**Exercise description:**
Copy all lines containing the string "design" from the records below.

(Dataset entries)
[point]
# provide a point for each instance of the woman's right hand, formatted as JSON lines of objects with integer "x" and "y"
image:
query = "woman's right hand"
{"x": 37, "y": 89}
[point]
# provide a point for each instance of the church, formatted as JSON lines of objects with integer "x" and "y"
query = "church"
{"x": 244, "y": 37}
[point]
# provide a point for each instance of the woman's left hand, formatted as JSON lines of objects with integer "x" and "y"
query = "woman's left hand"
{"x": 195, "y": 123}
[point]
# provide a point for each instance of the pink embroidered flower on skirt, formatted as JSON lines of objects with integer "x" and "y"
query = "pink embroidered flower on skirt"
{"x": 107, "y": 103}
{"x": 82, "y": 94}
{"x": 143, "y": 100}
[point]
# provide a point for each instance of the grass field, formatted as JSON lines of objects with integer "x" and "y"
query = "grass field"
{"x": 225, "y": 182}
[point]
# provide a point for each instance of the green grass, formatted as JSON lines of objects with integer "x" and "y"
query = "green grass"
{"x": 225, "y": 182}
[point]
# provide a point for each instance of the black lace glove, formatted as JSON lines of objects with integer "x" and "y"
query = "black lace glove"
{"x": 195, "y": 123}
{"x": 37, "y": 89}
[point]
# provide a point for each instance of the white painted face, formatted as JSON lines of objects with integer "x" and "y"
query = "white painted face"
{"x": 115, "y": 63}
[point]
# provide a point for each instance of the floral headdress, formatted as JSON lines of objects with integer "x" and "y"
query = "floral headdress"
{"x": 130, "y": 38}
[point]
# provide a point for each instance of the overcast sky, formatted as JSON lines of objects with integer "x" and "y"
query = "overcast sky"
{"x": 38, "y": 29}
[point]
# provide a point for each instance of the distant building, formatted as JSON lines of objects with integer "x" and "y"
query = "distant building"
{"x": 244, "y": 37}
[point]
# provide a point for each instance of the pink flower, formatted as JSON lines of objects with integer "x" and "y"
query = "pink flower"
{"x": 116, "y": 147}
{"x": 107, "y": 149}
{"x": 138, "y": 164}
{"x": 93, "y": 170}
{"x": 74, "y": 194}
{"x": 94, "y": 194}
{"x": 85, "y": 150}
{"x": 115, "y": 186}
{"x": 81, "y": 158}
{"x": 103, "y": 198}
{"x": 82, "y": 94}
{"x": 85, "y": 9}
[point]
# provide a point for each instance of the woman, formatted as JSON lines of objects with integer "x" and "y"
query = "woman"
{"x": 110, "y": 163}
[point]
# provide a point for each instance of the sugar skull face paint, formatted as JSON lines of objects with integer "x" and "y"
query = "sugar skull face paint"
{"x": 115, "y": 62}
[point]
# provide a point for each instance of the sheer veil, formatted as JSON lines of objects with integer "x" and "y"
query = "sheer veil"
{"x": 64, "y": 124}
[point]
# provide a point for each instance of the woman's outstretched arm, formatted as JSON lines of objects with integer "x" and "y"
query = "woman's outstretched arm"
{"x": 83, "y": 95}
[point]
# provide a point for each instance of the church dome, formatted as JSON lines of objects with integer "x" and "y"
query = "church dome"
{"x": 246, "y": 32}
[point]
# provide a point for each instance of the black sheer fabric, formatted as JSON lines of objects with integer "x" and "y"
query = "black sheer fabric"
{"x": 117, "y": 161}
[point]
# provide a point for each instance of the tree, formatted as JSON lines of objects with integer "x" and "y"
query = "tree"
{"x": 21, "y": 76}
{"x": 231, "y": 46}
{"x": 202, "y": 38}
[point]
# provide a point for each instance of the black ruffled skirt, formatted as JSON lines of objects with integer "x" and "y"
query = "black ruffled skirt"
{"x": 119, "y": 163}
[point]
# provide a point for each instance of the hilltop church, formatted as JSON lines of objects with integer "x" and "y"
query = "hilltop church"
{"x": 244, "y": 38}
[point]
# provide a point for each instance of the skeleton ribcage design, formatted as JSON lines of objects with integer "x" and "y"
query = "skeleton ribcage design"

**Output:**
# provide a point for each instance of the skeleton ribcage design, formatted as JSON lines of objects with integer "x" and "y"
query = "skeleton ribcage design"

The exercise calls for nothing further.